Recast every line of the records below as a JSON list of strings, one string per line, with blank lines omitted. Leave the pictures out of the list.

_SUPPLIED ENTRIES_
■ ■ ■ ■

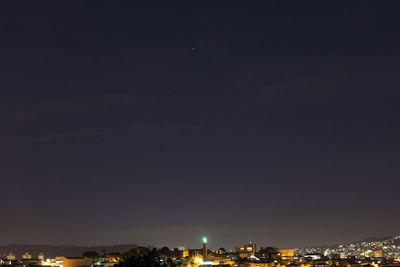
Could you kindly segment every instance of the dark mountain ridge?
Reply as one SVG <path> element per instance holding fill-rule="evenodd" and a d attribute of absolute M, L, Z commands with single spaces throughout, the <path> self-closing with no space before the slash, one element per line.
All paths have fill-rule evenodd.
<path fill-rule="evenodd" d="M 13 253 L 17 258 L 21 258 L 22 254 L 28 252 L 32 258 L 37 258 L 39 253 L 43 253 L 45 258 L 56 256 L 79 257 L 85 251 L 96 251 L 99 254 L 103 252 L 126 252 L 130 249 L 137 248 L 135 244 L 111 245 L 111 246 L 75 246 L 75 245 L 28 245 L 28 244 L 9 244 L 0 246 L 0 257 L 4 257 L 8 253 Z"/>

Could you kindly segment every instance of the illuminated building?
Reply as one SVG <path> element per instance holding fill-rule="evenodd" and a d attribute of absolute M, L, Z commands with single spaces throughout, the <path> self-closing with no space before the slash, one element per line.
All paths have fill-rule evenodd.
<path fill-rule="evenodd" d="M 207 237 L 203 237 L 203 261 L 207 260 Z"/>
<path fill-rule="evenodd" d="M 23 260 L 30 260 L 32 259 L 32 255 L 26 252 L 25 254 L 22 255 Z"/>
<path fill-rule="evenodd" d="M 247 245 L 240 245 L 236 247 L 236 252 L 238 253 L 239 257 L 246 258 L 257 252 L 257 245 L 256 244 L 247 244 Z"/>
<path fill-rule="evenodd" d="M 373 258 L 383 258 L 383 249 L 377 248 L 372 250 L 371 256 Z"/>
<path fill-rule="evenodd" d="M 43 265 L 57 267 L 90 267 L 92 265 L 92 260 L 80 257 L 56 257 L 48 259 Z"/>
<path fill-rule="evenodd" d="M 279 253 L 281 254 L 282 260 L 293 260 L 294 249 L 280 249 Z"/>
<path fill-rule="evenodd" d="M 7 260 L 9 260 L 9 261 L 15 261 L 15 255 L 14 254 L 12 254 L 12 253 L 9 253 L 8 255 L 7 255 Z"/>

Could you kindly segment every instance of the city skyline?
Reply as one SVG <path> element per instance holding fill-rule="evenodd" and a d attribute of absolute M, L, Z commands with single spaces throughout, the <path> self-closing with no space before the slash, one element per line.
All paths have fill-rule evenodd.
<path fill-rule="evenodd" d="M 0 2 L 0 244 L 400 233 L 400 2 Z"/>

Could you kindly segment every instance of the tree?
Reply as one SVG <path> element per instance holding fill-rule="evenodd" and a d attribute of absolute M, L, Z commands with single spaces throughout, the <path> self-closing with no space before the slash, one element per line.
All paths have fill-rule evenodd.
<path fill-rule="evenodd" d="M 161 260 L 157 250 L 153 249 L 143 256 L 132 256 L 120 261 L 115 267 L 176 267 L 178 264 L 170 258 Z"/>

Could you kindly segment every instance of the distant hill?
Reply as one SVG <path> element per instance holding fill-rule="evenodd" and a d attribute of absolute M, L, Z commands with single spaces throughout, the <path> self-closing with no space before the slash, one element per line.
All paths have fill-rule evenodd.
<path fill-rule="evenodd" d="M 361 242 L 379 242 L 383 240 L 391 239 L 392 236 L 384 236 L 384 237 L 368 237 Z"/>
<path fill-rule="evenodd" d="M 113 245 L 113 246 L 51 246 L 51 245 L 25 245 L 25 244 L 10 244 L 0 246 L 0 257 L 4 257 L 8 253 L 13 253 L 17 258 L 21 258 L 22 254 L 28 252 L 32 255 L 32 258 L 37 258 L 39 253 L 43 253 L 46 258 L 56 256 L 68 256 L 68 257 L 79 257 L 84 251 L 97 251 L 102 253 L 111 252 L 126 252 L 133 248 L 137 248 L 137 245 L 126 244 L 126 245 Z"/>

■ ■ ■ ■

_OUTPUT OF THE TASK_
[
  "Could you kindly segment every instance of the dark mountain ridge?",
  "Reply as one SVG <path> element per instance holding fill-rule=\"evenodd\" and a d attribute of absolute M, L, Z commands with single spaces throughout, the <path> self-closing with no space before the slash, one element per line.",
  "All paths have fill-rule evenodd.",
  "<path fill-rule=\"evenodd\" d=\"M 13 253 L 17 258 L 21 258 L 22 254 L 28 252 L 32 258 L 37 258 L 39 253 L 43 253 L 45 258 L 56 256 L 79 257 L 85 251 L 96 251 L 99 254 L 103 252 L 126 252 L 130 249 L 137 248 L 135 244 L 111 245 L 111 246 L 75 246 L 75 245 L 28 245 L 28 244 L 9 244 L 0 246 L 0 257 L 4 257 L 8 253 Z\"/>",
  "Could you kindly segment every instance of the illuminated building?",
  "Reply as one SVG <path> element per instance holding fill-rule=\"evenodd\" and a d attribute of absolute M, L, Z commands with single spaces throughout, the <path> self-closing with no space before the slash, one element per line.",
  "All paths have fill-rule evenodd.",
  "<path fill-rule=\"evenodd\" d=\"M 207 237 L 203 237 L 203 261 L 207 260 Z\"/>",
  "<path fill-rule=\"evenodd\" d=\"M 23 260 L 30 260 L 32 259 L 32 255 L 26 252 L 25 254 L 22 255 Z\"/>",
  "<path fill-rule=\"evenodd\" d=\"M 247 245 L 240 245 L 236 247 L 236 252 L 238 253 L 239 257 L 246 258 L 257 252 L 257 245 L 256 244 L 247 244 Z\"/>",
  "<path fill-rule=\"evenodd\" d=\"M 373 258 L 383 258 L 383 249 L 377 248 L 372 250 L 371 256 Z\"/>",
  "<path fill-rule=\"evenodd\" d=\"M 43 265 L 57 267 L 90 267 L 92 265 L 92 260 L 80 257 L 56 257 L 48 259 Z\"/>",
  "<path fill-rule=\"evenodd\" d=\"M 279 253 L 281 254 L 282 260 L 293 260 L 294 249 L 280 249 Z\"/>",
  "<path fill-rule=\"evenodd\" d=\"M 7 260 L 9 260 L 9 261 L 15 261 L 15 255 L 14 254 L 12 254 L 12 253 L 9 253 L 8 255 L 7 255 Z\"/>",
  "Could you kindly segment every instance of the city skyline?",
  "Reply as one SVG <path> element per instance holding fill-rule=\"evenodd\" and a d attribute of absolute M, L, Z commands with single spaces throughout, the <path> self-closing with no space before the slash, one element per line.",
  "All paths have fill-rule evenodd.",
  "<path fill-rule=\"evenodd\" d=\"M 0 2 L 0 244 L 400 233 L 400 2 Z\"/>",
  "Could you kindly segment every instance of the tree?",
  "Reply as one SVG <path> element per instance holding fill-rule=\"evenodd\" and a d attribute of absolute M, L, Z commands with single spaces throughout, the <path> self-closing with no space before the slash, one element per line.",
  "All paths have fill-rule evenodd.",
  "<path fill-rule=\"evenodd\" d=\"M 161 260 L 157 250 L 153 249 L 143 256 L 132 256 L 120 261 L 115 267 L 176 267 L 178 264 L 170 258 Z\"/>",
  "Could you kindly segment every instance of the distant hill?",
  "Reply as one SVG <path> element per instance holding fill-rule=\"evenodd\" and a d attribute of absolute M, L, Z commands with single spaces throughout, the <path> self-closing with no space before the slash, one element per line.",
  "All paths have fill-rule evenodd.",
  "<path fill-rule=\"evenodd\" d=\"M 361 242 L 379 242 L 383 240 L 391 239 L 392 236 L 384 236 L 384 237 L 368 237 Z\"/>",
  "<path fill-rule=\"evenodd\" d=\"M 113 245 L 113 246 L 51 246 L 51 245 L 25 245 L 25 244 L 10 244 L 0 246 L 0 257 L 4 257 L 8 253 L 13 253 L 17 258 L 21 258 L 22 254 L 28 252 L 32 255 L 32 258 L 37 258 L 39 253 L 43 253 L 46 258 L 56 256 L 68 256 L 68 257 L 79 257 L 84 251 L 97 251 L 102 253 L 111 252 L 126 252 L 133 248 L 137 248 L 137 245 L 126 244 L 126 245 Z\"/>"
]